• Teks Bacaan:
● ● ●

Jokowi tidak salah dalam memprioritaskan pembangunan infrastruktur, peningkatan program dukungan sosial, dan penggunaan teknologi tinggi dalam menghadapi persaingan global. Tetapi tanpa kehidupan politik yang sehat, pemberantasan korupsi yang efektif dengan penguatan KPK, dan pembangunan sistem hukum yang modern, adil dan pro rakyat yang efektif, semua prioritas di atas tidak akan bisa langgeng karena dibanguan di atas sistem yang korosif. Patut diingat, semua program pembangunan ekonomi Orde Baru di bawah Soeharto hancur pada krisis 1998 dalam hitungan hari karena sistem hukum dan politik yang penuh lubang karat.

 

Dengan bergantinya tahun, tentu banyak orang masih punya harapan akan perbaikan. Kalau Jokowi masih mau mendengar suara masyarakat sipil, kira-kira inilah sebagian keinginan mereka tentang apa yang seharusnya terjadi dalam tahun 2020:

 

Pertama, keluarkan Perppu KPK sehingga KPK mampu melanjutkan fungsinya mencegah dan memberantas korupsi dengan efektif. UU KPK yang baru seakan memberi angin segar bagi para koruptor dengan mulai beraninya pengadilan memberikan keputusan bebas dan ringan bagi para koruptor.

● ● ●

• Baris Data:

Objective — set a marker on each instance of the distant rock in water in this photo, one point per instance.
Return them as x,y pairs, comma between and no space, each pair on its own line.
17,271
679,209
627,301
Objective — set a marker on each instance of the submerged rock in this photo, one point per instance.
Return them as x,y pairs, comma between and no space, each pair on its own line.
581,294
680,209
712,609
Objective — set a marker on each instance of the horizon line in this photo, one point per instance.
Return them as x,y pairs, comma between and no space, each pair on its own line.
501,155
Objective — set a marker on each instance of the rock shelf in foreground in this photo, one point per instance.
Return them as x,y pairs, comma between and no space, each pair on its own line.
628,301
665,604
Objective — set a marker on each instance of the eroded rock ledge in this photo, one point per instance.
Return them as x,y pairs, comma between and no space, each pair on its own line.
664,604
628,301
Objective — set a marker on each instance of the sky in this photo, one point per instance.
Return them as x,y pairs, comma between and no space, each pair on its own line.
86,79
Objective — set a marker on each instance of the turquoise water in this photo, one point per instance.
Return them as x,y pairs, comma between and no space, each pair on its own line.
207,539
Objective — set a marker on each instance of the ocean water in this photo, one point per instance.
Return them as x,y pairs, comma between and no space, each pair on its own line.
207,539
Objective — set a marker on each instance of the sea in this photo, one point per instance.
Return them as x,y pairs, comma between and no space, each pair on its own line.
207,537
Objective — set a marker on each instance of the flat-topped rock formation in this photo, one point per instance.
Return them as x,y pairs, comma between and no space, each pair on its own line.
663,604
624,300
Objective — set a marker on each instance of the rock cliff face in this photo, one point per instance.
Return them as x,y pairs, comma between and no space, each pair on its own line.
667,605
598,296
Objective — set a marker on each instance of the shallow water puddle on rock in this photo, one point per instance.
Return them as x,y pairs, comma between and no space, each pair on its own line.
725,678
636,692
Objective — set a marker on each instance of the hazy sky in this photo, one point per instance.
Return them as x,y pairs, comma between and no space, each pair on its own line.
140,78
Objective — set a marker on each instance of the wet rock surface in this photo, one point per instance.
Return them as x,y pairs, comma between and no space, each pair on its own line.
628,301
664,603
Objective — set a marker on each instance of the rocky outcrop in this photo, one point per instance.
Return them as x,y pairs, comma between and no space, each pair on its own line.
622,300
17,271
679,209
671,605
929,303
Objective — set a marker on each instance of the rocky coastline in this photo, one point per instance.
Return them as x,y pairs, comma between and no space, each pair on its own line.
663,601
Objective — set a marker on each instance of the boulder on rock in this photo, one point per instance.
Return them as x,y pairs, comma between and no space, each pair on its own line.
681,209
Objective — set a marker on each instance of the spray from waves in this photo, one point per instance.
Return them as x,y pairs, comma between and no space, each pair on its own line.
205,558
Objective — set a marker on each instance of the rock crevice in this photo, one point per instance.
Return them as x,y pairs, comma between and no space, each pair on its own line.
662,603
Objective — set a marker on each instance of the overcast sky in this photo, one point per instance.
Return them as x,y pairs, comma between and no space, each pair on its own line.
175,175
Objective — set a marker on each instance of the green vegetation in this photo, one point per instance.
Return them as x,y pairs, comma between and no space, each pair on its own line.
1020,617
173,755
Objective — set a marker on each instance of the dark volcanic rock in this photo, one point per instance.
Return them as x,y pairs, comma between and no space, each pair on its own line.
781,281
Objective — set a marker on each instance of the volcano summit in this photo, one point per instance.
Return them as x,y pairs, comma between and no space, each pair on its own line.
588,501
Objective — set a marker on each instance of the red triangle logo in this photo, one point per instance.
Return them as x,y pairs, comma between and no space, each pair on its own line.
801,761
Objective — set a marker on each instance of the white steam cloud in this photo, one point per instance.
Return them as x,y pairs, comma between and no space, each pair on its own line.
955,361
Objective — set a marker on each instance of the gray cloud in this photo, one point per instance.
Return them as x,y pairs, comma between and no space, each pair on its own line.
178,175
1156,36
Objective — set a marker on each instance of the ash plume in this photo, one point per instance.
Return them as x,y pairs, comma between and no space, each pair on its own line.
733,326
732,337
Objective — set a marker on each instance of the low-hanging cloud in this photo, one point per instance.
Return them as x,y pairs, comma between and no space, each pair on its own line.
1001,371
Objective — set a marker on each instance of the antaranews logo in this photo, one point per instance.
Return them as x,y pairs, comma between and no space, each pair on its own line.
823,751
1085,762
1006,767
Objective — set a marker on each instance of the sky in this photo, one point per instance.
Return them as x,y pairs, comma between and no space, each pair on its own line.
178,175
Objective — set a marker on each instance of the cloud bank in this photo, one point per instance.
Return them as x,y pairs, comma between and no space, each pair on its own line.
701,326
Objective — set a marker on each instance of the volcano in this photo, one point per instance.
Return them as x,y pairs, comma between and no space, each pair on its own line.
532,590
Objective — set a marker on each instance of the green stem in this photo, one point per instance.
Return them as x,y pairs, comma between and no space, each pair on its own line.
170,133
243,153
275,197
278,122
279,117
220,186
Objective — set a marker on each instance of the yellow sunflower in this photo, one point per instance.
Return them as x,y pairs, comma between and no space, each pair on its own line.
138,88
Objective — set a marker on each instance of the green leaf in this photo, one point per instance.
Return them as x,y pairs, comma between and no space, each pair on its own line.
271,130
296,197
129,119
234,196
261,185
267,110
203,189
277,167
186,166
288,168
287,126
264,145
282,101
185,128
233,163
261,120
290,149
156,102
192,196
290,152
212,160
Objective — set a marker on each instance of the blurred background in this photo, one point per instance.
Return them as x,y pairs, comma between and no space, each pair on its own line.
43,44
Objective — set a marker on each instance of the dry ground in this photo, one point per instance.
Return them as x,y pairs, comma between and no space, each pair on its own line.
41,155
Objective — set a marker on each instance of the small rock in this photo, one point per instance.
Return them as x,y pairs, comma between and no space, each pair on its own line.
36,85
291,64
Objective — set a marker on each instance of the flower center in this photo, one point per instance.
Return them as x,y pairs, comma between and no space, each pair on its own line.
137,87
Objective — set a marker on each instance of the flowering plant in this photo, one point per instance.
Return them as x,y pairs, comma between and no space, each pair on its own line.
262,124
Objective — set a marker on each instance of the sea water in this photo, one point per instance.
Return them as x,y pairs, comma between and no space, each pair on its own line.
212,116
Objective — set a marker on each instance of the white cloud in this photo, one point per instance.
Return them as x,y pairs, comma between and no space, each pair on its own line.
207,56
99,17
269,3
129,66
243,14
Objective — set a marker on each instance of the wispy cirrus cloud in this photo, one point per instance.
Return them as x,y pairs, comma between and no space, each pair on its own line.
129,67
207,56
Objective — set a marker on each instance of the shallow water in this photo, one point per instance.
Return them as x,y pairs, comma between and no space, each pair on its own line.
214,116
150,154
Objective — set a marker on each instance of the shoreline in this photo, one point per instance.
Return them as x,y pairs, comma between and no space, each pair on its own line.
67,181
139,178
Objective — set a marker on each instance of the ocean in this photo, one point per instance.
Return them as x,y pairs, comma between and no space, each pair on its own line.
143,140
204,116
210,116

● ● ●

• Petunjuk Latihan:
(a) Tentukan apakah setiap pernyataan ini sesuai dengan teks tentang pemerintahan Jokowi: (i) program pembangunan ekonomi Orde Baru hancur pada krisis 1998 dalam hitungan minggu; (ii) Jokowi dinilai salah karena memprioritaskan pembangunan infrastruktur; (iii) keinginan pertama masyarakat sipil untuk tahun 2020 adalah dikeluarkannya Perppu KPK. Jawab ya atau tidak untuk masing-masing, disertai kutipan persis dari teks yang menjadi penentunya.
(b) Sambung teks tentang pemerintahan Jokowi, dimulai sesudah kalimat terakhirnya.
Baris-baris di atas merupakan bahan tersendiri yang terpisah dari teks bacaan.

• Kunci Jawaban:
(a)
(i) Tidak: "hancur pada krisis 1998 dalam hitungan hari".
(ii) Tidak: "Jokowi tidak salah dalam memprioritaskan pembangunan infrastruktur".
(iii) Ya: "Pertama, keluarkan Perppu KPK".

(b)
Kedua, kalau Perppu KPK tidak dimungkinkan karena hitung-hitungan politik Jokowi untuk saat ini tidak menguntungkan buatnya (yang jelas ini analisis yang salah), majukan RUU KPK yang baru dari pemerintah untuk kembali, pada prinsipnya, kepada ketentuan-ketentuan UU KPK yang lama, bahkan kalau perlu diperkuat lagi. Setidaknya Dewan Pengawas harus dihapus, atau dikurangi kewenangannya sehingga tidak menghambat kerja KPK dan tidak menjadi alat politik penguasa atau koruptor, pegawai KPK tetap harus independen dan bukan ASN, dan semua pimpinan KPK kembali menjadi penuntut umum.

 

RUU Usulan pemerintah kepada DPR menjadi suatu alat tes yang baik buat Jokowi, apakah memang benar semua parpol pendukungnya juga mendukung program antikorupsinya. Kalau DPR yang berada dalam kendali parpol pendukungnya menghambat RUU usulan pemerintah tersebut, mungkin hitung-hitungan politik Jokowi perlu dikaji ulang, karena program Jokowi lainnya mungkin sekali akan dihambat juga. Aliansi politik memang penuh dengan konflik kepentingan, tetapi untuk urusan sebesar pemberantasan korupsi, harusnya Jokowi mendapatkan dukungan yang penuh dari parpol pendukungnya.

 

Ketiga, Jokowi secara tegas menolak wacana tentang akan dikembalikannya fungsi MPR untuk memilih Presiden dan Wakil Presiden, dengan kata lain akan dihapuskannya Pilpres langsung. Sikap politik ini harus terus dikembangkan menjadi sikap seluruh parpol pendukungnya, karena pengembalian fungsi tersebut kepada MPR akan membunuh demokrasi.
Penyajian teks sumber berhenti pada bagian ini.